- _EXERCISE OBJECTIVE_: Copy out exactly the lines from the line containing "Practice. Spot the sliced" to the end of the listing.

|---|

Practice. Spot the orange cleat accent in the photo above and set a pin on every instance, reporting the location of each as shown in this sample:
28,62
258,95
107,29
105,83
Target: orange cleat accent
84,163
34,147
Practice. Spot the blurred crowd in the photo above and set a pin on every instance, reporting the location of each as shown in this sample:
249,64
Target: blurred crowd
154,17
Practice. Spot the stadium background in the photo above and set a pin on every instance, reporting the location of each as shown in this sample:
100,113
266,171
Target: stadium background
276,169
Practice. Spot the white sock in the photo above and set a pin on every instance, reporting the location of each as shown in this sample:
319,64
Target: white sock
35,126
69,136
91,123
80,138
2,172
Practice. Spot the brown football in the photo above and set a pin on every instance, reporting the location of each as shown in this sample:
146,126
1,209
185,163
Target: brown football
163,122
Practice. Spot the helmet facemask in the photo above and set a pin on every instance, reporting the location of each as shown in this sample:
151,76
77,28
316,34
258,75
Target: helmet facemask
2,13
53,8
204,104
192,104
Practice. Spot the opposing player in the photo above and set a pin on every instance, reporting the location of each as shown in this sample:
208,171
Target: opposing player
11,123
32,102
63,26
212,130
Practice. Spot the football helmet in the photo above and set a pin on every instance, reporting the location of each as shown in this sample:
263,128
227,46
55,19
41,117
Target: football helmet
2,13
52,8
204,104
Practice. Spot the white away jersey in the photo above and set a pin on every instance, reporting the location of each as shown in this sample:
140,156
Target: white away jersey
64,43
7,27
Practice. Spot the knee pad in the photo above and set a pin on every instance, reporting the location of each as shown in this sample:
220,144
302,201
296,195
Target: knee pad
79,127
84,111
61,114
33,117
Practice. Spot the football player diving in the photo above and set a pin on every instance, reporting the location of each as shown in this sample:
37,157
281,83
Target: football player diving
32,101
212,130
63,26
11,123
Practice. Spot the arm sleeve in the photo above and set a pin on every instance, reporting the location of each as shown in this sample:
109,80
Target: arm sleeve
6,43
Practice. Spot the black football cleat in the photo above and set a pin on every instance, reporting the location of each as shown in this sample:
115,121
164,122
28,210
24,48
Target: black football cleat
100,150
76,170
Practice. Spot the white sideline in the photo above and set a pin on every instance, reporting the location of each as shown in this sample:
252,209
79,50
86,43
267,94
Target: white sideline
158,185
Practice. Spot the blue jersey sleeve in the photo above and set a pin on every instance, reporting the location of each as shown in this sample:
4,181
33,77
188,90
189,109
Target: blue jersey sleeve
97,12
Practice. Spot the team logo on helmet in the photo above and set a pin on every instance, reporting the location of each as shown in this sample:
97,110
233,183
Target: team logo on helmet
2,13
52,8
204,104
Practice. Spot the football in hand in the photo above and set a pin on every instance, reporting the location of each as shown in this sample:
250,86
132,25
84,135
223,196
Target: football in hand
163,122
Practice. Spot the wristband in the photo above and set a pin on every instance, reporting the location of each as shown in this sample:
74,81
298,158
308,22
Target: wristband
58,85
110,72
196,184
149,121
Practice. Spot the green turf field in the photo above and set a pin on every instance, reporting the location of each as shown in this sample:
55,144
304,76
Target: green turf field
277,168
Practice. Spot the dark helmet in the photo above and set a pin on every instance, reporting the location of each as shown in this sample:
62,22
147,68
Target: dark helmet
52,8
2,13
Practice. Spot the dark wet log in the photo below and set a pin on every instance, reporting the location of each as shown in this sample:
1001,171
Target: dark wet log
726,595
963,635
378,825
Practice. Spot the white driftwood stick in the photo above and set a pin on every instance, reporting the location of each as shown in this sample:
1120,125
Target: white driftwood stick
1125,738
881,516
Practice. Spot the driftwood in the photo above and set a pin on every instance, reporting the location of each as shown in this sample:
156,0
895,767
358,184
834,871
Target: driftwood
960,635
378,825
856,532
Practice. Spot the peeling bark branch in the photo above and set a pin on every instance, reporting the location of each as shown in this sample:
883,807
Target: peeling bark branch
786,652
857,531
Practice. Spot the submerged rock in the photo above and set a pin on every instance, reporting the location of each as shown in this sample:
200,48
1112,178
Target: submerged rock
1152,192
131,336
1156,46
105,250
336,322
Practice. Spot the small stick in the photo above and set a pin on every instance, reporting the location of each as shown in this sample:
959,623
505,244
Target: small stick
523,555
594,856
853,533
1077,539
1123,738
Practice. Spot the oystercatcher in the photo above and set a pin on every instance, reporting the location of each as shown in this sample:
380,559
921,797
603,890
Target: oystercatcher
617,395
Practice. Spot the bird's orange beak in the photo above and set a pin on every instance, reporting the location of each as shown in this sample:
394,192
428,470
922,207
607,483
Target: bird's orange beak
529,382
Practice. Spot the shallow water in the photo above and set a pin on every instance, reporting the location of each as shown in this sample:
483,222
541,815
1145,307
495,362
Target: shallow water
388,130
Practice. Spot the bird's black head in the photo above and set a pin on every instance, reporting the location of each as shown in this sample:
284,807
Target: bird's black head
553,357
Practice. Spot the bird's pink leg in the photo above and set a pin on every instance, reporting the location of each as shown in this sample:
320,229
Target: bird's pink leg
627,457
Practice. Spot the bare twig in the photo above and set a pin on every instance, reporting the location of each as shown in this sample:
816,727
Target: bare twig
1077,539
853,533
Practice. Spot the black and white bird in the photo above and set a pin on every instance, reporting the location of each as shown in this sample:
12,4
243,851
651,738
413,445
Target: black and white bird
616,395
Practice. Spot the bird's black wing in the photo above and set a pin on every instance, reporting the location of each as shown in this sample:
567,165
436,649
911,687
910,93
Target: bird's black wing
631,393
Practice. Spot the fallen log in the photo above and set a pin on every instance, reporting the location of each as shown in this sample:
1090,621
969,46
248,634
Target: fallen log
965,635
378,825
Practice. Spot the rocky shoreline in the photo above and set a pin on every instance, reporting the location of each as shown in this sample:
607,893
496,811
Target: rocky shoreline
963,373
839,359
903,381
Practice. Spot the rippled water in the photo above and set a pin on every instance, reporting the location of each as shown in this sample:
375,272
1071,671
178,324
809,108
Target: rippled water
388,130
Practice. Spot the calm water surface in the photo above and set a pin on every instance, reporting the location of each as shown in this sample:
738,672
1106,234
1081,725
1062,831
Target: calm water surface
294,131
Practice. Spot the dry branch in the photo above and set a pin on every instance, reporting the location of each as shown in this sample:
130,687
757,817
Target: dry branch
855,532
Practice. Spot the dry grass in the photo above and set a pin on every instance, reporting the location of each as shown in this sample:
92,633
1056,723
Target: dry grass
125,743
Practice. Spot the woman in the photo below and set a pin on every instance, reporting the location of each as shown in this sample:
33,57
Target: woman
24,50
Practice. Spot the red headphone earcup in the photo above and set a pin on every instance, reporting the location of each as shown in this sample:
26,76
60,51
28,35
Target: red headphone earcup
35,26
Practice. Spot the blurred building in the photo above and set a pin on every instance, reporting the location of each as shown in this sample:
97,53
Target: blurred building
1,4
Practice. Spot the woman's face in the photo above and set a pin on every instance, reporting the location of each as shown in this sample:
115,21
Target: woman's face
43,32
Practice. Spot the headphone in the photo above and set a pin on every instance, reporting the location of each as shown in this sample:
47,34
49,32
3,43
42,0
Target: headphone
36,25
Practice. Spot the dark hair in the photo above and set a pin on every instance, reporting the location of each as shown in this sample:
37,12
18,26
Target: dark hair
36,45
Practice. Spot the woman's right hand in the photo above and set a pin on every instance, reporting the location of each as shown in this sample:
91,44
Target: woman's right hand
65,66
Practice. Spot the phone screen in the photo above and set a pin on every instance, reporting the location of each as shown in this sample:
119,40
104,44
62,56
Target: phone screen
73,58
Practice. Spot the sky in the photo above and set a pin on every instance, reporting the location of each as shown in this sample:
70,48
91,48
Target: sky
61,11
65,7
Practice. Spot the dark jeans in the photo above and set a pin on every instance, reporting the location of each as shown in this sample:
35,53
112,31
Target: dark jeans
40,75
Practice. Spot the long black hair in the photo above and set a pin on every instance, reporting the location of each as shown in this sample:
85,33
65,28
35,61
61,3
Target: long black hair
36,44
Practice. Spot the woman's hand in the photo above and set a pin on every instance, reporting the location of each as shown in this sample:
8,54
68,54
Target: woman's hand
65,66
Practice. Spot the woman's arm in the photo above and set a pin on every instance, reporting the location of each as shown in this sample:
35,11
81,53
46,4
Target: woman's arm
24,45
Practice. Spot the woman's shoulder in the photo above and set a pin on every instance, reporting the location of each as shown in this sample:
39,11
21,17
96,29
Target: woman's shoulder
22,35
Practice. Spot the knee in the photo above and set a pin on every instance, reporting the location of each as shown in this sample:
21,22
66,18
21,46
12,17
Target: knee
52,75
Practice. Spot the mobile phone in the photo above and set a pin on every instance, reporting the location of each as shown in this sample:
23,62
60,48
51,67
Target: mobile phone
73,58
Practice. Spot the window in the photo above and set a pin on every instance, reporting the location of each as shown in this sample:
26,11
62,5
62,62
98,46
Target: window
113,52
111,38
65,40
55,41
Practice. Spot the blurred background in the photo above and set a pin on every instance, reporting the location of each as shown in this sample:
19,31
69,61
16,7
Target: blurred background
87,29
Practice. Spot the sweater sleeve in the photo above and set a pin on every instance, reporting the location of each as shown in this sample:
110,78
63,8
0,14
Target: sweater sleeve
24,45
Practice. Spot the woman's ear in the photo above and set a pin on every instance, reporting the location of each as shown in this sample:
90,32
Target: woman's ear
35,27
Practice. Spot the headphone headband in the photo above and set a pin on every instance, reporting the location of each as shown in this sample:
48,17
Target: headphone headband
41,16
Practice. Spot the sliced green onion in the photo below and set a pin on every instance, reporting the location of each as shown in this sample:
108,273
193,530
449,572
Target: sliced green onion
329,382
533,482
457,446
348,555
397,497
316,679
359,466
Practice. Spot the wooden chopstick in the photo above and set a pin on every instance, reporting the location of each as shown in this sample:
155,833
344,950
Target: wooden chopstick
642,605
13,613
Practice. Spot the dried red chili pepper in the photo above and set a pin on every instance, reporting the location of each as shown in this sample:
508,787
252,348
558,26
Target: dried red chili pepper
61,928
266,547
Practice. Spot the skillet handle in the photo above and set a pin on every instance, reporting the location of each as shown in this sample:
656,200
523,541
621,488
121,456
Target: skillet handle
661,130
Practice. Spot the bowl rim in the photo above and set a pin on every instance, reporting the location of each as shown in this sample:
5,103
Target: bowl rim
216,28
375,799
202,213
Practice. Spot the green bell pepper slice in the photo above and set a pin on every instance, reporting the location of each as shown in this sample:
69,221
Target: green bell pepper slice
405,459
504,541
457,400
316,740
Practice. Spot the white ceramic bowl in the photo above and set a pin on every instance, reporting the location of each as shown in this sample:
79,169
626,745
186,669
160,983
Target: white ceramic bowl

|---|

- _ANSWER TO THIS PROBLEM_:
Practice. Spot the sliced green onion in the photo below and set a pin on every instance, reporting the location of each as shown in this sample:
108,273
193,530
449,572
Target: sliced green onion
329,382
533,482
457,446
348,555
397,497
316,679
359,466
Practice. Spot the wooden chopstick in the photo above and set a pin on every instance, reporting the location of each as shown in this sample:
155,833
344,950
Target: wooden chopstick
642,605
13,613
Practice. Spot the dried red chili pepper in the photo above and set a pin on every instance, reporting the location of each as shown in this sample:
508,787
252,348
558,26
Target: dried red chili pepper
61,928
266,547
Practice. Spot the skillet handle in the photo above and set a pin on every instance, reporting the location of each as shown in this sample:
656,200
523,541
621,488
121,456
Target: skillet handle
661,130
Practice. Spot the bowl rim in the photo above and set a pin on every instance, reporting the location of each as shown in this sample:
5,103
Target: bowl rim
216,28
375,799
202,213
Practice. Spot the green bell pepper slice in the photo above and set a pin on every instance, reporting the location of each as shown in this sample:
69,221
Target: green bell pepper slice
405,459
504,541
457,400
316,740
Practice. Spot the white ceramic bowl in the photo above and set a pin on every instance, reporting the location of each as shown in this sample:
79,169
626,745
186,669
160,983
Target: white ceramic bowl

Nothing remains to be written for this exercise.